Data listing
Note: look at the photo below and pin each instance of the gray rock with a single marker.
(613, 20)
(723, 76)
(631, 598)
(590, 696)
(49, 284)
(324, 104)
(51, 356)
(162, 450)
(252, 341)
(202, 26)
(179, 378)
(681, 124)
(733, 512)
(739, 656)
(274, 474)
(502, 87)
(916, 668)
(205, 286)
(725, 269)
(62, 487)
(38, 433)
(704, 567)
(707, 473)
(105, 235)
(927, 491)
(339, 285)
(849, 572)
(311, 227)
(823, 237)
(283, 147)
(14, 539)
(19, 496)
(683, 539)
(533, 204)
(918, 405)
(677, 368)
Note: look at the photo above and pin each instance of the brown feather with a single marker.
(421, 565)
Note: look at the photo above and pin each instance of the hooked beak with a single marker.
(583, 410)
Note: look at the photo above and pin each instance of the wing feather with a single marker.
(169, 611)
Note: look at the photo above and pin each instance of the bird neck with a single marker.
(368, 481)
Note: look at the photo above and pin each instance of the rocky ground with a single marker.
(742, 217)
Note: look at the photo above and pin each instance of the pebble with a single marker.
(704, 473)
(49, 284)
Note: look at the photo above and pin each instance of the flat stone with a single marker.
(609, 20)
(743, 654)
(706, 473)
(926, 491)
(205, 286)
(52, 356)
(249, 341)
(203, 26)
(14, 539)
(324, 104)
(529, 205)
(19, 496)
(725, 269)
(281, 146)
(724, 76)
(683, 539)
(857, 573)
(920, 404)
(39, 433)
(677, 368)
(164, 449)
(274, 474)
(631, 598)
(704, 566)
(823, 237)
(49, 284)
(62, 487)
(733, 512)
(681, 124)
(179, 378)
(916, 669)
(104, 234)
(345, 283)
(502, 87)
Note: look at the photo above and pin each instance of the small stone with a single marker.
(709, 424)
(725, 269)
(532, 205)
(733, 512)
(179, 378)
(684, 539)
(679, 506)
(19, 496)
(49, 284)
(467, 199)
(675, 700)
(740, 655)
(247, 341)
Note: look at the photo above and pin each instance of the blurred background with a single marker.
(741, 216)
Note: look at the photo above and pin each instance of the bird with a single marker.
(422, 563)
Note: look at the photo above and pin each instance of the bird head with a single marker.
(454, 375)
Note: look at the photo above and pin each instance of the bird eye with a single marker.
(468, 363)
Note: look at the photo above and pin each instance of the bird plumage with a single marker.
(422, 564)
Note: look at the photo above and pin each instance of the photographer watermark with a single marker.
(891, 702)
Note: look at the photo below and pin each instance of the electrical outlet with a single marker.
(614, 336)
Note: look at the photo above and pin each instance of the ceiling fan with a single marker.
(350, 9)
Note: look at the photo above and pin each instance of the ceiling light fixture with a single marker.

- Task requirements -
Reproduce every record above verbatim, line for line, without altering any character.

- Output -
Note: look at the photo below and pin each instance of the gray rock with a single marker.
(613, 20)
(723, 76)
(631, 598)
(590, 696)
(49, 284)
(324, 104)
(51, 356)
(162, 450)
(252, 341)
(202, 26)
(179, 378)
(681, 124)
(733, 512)
(739, 656)
(274, 474)
(502, 87)
(916, 668)
(205, 286)
(725, 269)
(62, 487)
(38, 433)
(704, 567)
(707, 473)
(105, 235)
(927, 491)
(339, 285)
(849, 572)
(311, 227)
(823, 237)
(283, 147)
(14, 539)
(19, 496)
(683, 539)
(533, 204)
(918, 405)
(677, 368)
Note: look at the photo above and pin each instance of the brown feather with a single marker.
(421, 565)
Note: look at the photo above and pin each instance of the hooked beak with a single marker.
(583, 410)
Note: look at the photo above and pin each instance of the wing feather with a single marker.
(169, 611)
Note: look at the photo above and pin each instance of the bird neck with a single marker.
(368, 481)
Note: look at the photo above and pin each instance of the rocky ground with a single marker.
(742, 217)
Note: look at the photo above and pin each instance of the pebble with a single marker.
(704, 473)
(49, 284)
Note: look at the photo above and pin each instance of the flat stone with a single marker.
(609, 20)
(743, 654)
(706, 473)
(926, 491)
(205, 286)
(52, 356)
(249, 341)
(203, 26)
(14, 539)
(324, 104)
(529, 205)
(19, 496)
(725, 269)
(281, 146)
(724, 76)
(683, 539)
(857, 573)
(920, 404)
(39, 433)
(677, 368)
(164, 449)
(274, 474)
(631, 598)
(704, 566)
(823, 237)
(49, 284)
(62, 487)
(733, 512)
(681, 124)
(179, 378)
(916, 669)
(104, 234)
(345, 283)
(502, 87)
Note: look at the photo above and pin each instance of the small stone with a single marker.
(709, 424)
(725, 269)
(532, 205)
(733, 512)
(179, 378)
(684, 539)
(679, 506)
(19, 496)
(49, 284)
(467, 199)
(675, 700)
(740, 655)
(247, 341)
Note: look at the photo above and pin each instance of the blurred background with a single marker.
(741, 216)
Note: look at the photo above and pin each instance of the bird with a single marker.
(422, 563)
Note: look at the photo above and pin each instance of the bird head with a single marker.
(454, 375)
Note: look at the photo above and pin each instance of the bird eye with a single marker.
(468, 363)
Note: look at the photo above and pin each instance of the bird plumage with a single marker.
(422, 564)
Note: look at the photo above and pin each instance of the photographer watermark with a single marker.
(891, 702)
Note: look at the photo below and pin each instance of the electrical outlet with a single marker.
(614, 336)
Note: look at the photo above and pin each instance of the ceiling fan with a single marker.
(350, 9)
Note: look at the photo above and pin each instance of the ceiling light fixture with a single marker.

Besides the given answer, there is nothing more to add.